◆ Texto para revisar ◆
Queremos saber más y queremos que el ejemplo de Alberto anime a otros padres a compartir sus inquietudes. Empezamos por aquí: por sus palabras. ¡Gracias, Alberto!
¿Cómo era tu trabajo antes de ser padre? ¿Y después? ¿Cómo ha afectado la paternidad a tu trabajo?
Visto ahora, mi trabajo era muy relajado antes de ser padre. Tenía mucho tiempo para leer, mayormente libros que luego comento en mis artículos o autores que luego entrevisto. Ese tiempo también valía para escribir más, ver más películas y tener cierta vida social. Ahora todas estas actividades han quedado reducidas, en algunos casos (vida social) a nada. Dedico 7 horas al día, las de la mañana, a cuidar del pequeño (antes, de la pequeña, cuando era pequeña), así que mi trabajo se concentra en la madrugada. Soy padre de día y escritor de noche.
¿Cuál es la huella de tus hijos en tu trabajo?
Por un lado, me han dado un tema: los hijos, los niños y la familia. Todo lo que gira en torno a los pequeños vuelve regularmente a mi columna. Por otro, también me los han quitado: algunos asuntos turbios, obscenos incluso, que eran muy de mi gusto al escribir ahora los noto muy lejanos, como de la adolescencia. No me veo escribiendo demasiado sobre sexo, por ejemplo, después de ser padre. Como mi propia columna y lo que escribo suele surgir de mi experiencia directa, inevitablemente mis hijos puede que salgan en mi trabajo incluso más de lo que quisiera. No me gusta la exposición o sobre-exposición de los menores de edad en las redes.
¿Qué es, para ti, lo mejor y lo peor de la paternidad?
Lo mejor y lo peor es que no hay marcha atrás. Ser padre -opino- no es una felicidad de 24 horas, sino una vida nueva que obviamente arroja muchos momentos encantadores y otros, por supuesto, un tanto extenuantes. El caso es que vivir esta vida no se lo recomiendo a nadie, pero desde la posición que ocupo sé que mi vida hubiera sido infinitamente más pobre sin conocer la paternidad, sin conocer a los desconocidos que son mis hijos.

◆ Filas aportadas ◆
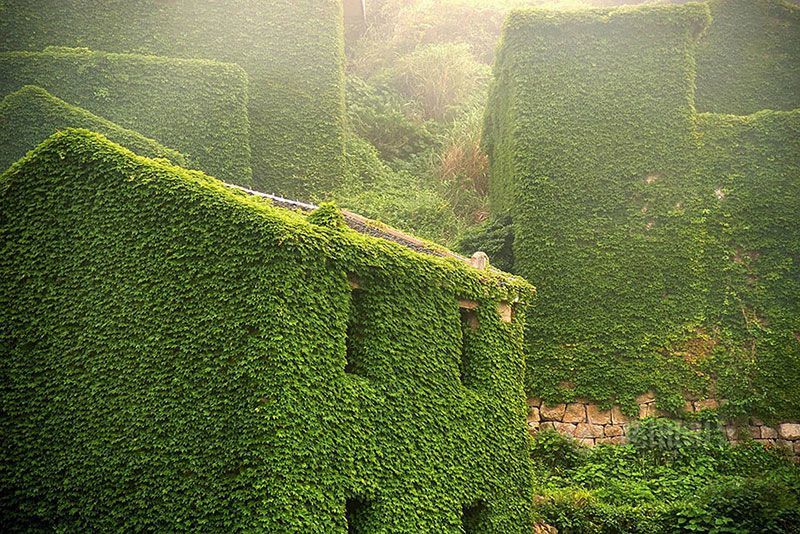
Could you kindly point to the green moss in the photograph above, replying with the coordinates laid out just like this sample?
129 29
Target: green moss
174 354
198 107
615 193
749 59
292 51
31 115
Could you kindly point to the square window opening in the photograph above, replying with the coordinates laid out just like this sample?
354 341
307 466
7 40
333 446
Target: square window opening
354 339
475 517
356 514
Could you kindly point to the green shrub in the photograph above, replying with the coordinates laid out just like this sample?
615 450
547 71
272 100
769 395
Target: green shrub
660 239
664 441
373 189
667 480
31 115
555 450
749 59
495 237
292 51
195 106
377 116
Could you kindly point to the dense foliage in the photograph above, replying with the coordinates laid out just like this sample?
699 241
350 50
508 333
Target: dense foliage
198 107
174 357
749 59
31 115
668 479
292 51
663 244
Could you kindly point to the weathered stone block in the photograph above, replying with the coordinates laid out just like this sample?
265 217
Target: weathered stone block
597 416
575 413
789 430
647 410
552 413
588 430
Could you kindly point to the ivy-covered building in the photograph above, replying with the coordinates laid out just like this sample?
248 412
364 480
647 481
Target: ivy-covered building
663 241
178 354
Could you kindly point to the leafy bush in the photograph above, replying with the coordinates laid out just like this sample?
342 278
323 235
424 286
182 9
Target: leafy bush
664 441
398 198
557 451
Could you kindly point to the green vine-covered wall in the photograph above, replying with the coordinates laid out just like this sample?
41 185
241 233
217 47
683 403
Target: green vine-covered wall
292 50
31 115
198 107
749 59
629 210
174 356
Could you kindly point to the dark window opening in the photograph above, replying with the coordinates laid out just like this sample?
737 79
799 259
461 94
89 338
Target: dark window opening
355 334
355 512
469 325
474 518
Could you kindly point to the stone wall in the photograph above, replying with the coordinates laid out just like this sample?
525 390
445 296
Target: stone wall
592 426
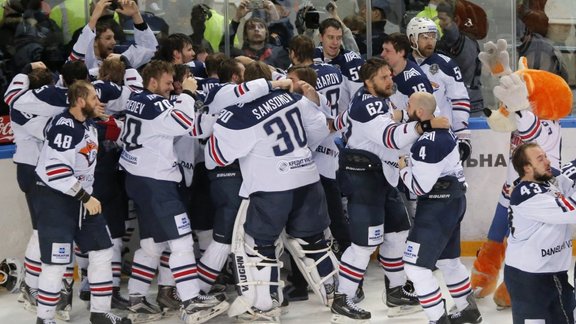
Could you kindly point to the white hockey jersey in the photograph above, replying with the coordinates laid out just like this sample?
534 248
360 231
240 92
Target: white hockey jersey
68 156
30 111
540 239
152 122
138 54
271 137
433 156
371 128
449 90
547 133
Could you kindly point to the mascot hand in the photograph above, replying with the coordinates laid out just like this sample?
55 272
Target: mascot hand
512 92
495 58
500 120
464 148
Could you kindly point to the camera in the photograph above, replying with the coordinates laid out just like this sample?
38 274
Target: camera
312 19
255 4
115 5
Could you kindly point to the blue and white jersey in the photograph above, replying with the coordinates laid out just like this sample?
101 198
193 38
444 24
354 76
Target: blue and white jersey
433 156
152 122
371 128
227 94
331 84
449 90
271 137
138 54
68 156
540 239
547 133
30 112
411 79
206 84
349 64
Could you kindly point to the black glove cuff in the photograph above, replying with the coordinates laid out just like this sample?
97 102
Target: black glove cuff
426 126
83 196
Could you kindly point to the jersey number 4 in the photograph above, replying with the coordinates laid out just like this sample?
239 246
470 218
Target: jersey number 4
286 136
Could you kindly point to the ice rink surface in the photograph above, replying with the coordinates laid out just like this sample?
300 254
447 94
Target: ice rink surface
311 311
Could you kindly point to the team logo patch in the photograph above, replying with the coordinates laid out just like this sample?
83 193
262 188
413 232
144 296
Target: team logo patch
283 167
182 224
61 253
376 234
411 252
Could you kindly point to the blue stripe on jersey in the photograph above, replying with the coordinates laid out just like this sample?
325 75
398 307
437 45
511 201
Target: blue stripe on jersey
181 118
215 153
58 171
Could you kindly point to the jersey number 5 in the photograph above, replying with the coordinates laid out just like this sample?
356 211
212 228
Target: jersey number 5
286 136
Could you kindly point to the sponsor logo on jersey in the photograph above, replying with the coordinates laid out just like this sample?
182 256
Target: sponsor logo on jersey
413 72
376 234
556 249
65 121
89 151
411 252
271 105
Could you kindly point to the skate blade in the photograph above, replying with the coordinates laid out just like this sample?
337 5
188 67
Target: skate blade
403 310
144 318
340 319
204 315
63 315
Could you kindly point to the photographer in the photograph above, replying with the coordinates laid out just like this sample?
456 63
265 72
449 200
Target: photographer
256 38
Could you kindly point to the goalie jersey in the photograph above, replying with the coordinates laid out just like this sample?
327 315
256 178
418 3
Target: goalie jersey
152 122
270 137
68 157
540 239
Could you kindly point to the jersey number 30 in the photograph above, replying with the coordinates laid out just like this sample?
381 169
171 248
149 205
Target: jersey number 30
286 136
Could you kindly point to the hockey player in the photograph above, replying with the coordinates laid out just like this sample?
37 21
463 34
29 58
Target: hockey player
434 173
96 42
148 157
539 250
69 211
273 135
446 78
28 136
30 112
529 128
328 81
225 181
408 78
332 52
368 171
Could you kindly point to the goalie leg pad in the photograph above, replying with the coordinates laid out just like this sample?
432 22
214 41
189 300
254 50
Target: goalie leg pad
316 262
256 268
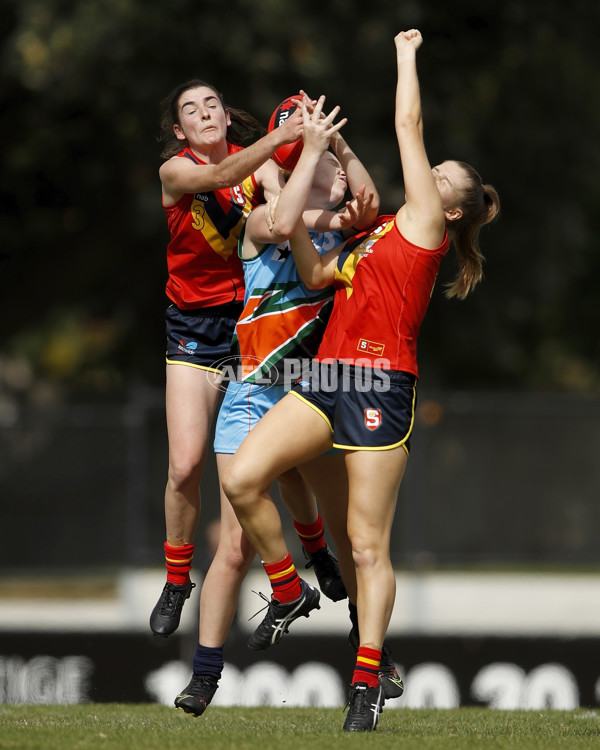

◆ Instrucciones de trabajo ◆
**A.** En la entrevista con Alberto, ¿cuántas horas al día dedica a cuidar del pequeño?
**B.** Reanuda la entrevista con Alberto justo después de su última respuesta.

◆ Respuestas en orden ◆
**A.** Siete horas al día, las de la mañana.

**B.**
No hay muchas voces masculinas hablando de temas como el embarazo, pero poco a poco se empiezan a oír. ¿Estás explorando un terreno virgen o has encontrado más referencias de hombres escribiendo sobre paternidad que hayan llamado tu atención?
Una de las motivaciones de narrar un embarazo y un parto era precisamente que me sentía escribiendo sobre un asunto casi secreto, sobre todo desde el punto de vista del padre. Hay algunos libros sobre situaciones dramáticas en los nacimientos, pero no conozco ninguno donde se trate el asunto cuando no es particularmente trágico. Ahora me sorprendo de que tantos escritores famosos tuvieran hijos y nunca hablaran de ellos; yo creo que ni les dedicaban los libros. Me parece increíble ser escritor y no hablar de tus hijos. Supongo que tiene que ver con que estos escritores tampoco pasaban mucho tiempo con ellos, la verdad.
¿La adolescencia termina cuando empieza la paternidad?
Tengo la impresión de que todo lo que antes podía incluso apasionarme ahora es un poco juvenil, grandes preocupaciones que se quedan en minucias frente al reto de alimentar y proteger y educar cada día, todos los días de tu vida -al menos durante 18 larguísimos años- a uno o varios seres vivos. No tiene uno tiempo -yo, al menos- para tonterías.
¿Qué papel te hubiera gustado jugar durante el embarazo de tu mujer y en el parto de tu hija? ¿Qué echas de menos como participante en ese proceso?
Ninguno en especial, recuerdo todo con bastante satisfacción. A lo mejor un lugar donde dormir en el hospital que no sea el suelo estaría bien. Poco más.
¿Por qué tuviste tanto miedo a la muerte en el momento en el que surge la vida?
Supongo que son los vaivenes emocionales de las expectativas: estás al borde de algo maravilloso, cada vez está más cerca, y la alegría la compensas recordando que todo puede salir mal, aunque sea por estadística. También puede ser que yo sea un cenizo, claro.